Exercise tasks:
#1 Answer these questions using the forum thread about attaching a one-story gable roof to a two-story house:
(a) What size is the planned screened porch?
(b) What kind of siding does the two-story house have?
(c) In what part of the roof height does the reply place rafter ties?
#2 Render this sentence from the forum thread on the porch gable roof in Spanish: "I am using a gable roof where rafters run parallel to house with a ridge board."
#3 Extend the forum thread about attaching a one-story gable porch roof to a two-story house, picking up after its last post.

Extract:
- - - -
# Attach 1 story gable roof to 2 story house



## jvallee (Aug 28, 2014)

I have searched the forum and found a similar post but not an answer.
I am planning a 16x16 1 story screened porch and it will be attached to my 2 story vinyl sided house.
I am using a gable roof where rafters run parallel to house with a ridge board.
I will be using either collar ties or joists (can't decide which one) but I know I'll need one or the other.
I've seen an option where the end rafters at the house end were fastened together and the ridge board was hung from them with a joist hanger and an option where the last rafters are attached to the ridge board like all others.
No sure which option to go with.

Also how should the rafters (and ridge board) be attached to the house?


----------



## Gary in WA (Mar 11, 2009)

Either or, just remove the house siding to install rafters first. Collar ties (in upper 1/3 of roof height) are useless, you will need rafter ties (in lower 1/3 of height to keep walls from spreading out) or a structural ridge beam, get a permit, if required, just for the liability and framing inspection.
- - - -
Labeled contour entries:

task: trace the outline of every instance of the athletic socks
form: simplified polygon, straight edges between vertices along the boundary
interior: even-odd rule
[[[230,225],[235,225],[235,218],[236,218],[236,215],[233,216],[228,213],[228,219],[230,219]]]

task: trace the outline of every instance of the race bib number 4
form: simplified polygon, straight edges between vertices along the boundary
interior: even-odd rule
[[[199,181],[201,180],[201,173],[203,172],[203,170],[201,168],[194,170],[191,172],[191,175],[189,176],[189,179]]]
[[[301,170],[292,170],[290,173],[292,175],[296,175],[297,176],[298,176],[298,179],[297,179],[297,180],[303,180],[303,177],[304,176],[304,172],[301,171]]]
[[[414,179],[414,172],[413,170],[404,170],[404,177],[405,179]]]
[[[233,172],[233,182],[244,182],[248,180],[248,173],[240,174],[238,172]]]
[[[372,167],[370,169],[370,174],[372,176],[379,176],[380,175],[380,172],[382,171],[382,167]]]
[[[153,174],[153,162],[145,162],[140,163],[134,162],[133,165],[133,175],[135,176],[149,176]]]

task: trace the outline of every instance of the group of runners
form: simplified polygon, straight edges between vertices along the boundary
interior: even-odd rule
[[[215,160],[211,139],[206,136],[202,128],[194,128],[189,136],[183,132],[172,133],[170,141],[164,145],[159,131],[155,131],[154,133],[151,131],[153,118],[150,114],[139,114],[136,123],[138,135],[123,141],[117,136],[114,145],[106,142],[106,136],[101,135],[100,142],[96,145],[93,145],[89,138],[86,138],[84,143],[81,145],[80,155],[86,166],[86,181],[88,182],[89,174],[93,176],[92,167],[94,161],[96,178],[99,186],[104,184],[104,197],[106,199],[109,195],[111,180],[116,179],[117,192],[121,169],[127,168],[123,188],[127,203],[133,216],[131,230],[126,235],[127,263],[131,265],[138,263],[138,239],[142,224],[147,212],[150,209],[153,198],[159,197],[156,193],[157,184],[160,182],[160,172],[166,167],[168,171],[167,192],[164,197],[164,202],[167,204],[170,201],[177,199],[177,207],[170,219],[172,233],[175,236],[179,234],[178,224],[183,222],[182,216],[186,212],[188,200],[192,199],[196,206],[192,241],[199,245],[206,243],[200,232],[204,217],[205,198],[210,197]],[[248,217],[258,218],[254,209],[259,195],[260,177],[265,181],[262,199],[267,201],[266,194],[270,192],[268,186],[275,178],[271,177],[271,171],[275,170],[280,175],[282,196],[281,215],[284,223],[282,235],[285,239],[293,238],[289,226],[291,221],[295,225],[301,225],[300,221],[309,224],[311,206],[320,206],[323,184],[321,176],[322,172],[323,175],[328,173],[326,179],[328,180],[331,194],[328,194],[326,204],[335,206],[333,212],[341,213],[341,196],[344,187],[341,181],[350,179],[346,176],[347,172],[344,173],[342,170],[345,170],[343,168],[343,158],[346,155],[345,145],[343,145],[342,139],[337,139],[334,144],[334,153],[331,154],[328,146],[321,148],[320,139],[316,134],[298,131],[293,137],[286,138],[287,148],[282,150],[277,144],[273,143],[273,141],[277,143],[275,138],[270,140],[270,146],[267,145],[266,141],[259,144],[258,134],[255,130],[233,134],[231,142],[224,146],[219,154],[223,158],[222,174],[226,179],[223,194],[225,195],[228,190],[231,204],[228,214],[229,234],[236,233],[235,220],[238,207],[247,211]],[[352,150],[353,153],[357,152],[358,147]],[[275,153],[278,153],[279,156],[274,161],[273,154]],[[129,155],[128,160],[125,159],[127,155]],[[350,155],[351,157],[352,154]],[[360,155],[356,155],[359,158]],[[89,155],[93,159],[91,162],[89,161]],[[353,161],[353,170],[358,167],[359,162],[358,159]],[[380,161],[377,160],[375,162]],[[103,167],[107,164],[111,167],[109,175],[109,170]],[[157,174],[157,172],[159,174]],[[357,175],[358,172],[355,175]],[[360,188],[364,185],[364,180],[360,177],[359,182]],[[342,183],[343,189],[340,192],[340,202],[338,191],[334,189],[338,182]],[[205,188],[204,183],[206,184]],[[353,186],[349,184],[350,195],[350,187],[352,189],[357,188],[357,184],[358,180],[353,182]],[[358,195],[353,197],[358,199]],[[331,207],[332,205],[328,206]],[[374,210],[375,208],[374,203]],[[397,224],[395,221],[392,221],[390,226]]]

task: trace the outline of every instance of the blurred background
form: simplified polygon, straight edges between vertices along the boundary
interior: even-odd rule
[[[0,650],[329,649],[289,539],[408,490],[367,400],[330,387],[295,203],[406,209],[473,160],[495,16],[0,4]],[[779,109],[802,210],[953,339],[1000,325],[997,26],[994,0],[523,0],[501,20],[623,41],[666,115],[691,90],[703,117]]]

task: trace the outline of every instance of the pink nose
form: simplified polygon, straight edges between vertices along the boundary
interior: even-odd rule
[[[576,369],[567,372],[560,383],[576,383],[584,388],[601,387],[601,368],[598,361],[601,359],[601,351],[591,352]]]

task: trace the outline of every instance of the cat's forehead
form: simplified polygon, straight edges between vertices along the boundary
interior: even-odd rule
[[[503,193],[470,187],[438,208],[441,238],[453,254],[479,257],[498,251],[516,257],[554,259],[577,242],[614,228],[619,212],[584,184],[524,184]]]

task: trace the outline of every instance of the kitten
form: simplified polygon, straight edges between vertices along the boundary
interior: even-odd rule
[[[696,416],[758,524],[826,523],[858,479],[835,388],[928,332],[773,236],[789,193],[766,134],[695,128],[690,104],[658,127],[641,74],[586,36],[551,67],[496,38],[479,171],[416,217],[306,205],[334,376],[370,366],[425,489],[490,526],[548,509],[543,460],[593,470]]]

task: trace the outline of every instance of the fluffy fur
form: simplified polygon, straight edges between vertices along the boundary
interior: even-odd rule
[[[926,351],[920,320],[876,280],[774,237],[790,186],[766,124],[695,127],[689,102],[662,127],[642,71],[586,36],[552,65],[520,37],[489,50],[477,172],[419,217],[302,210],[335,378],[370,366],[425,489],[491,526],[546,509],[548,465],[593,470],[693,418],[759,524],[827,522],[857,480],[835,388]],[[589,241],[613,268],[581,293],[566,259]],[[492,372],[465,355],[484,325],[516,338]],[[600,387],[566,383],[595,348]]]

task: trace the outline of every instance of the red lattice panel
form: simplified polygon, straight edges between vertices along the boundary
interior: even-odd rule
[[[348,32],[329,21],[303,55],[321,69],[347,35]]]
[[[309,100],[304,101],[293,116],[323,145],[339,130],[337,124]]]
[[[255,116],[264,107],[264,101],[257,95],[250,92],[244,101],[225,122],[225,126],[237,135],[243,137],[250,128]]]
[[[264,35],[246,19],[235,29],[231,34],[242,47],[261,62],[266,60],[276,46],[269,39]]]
- - - -
Answers to the problems:
#1
(a) 16x16
(b) Vinyl siding
(c) The lower 1/3 of the roof height

#2 Estoy usando un techo a dos aguas en el que los cabios corren paralelos a la casa, con una tabla de cumbrera.

#3
Gary


----------



## carpdad (Oct 11, 2010)

Your ridge board is not load bearing, nor should you need one. For 8' ceiling span, all you need is 2x6 rafter and collar tie (helps with mid point sag). If 2x8 and ceiling joists alone should be fine. Check the rafter span chart. I'm in NJ and moderate snow load. My rafters were 3.5:12 and about 13'x2x6.
House side rafter can be nailed to the wall studs.
Flashing the roof to the existing wall is little more involved than ending with the step flashing under the shingles. Finehomebuilding has photo of how which involves (from memory) triple or more flashing. Esp with a vinyl siding. There is even last step flashing that looks like a funnel that kicks the water away from this point.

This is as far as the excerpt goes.